| DATASET ENTRIES |
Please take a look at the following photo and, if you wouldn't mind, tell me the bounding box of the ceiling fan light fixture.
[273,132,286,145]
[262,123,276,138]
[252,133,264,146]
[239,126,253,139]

| YOUR OBJECTIVE |
Set down the listing above exactly, line for line.

| RESULT |
Please take a look at the following photo and, if you wouldn't mind, tell me the bounding box of the ceiling fan light fixture.
[273,132,286,145]
[262,123,276,138]
[252,133,264,146]
[239,126,253,139]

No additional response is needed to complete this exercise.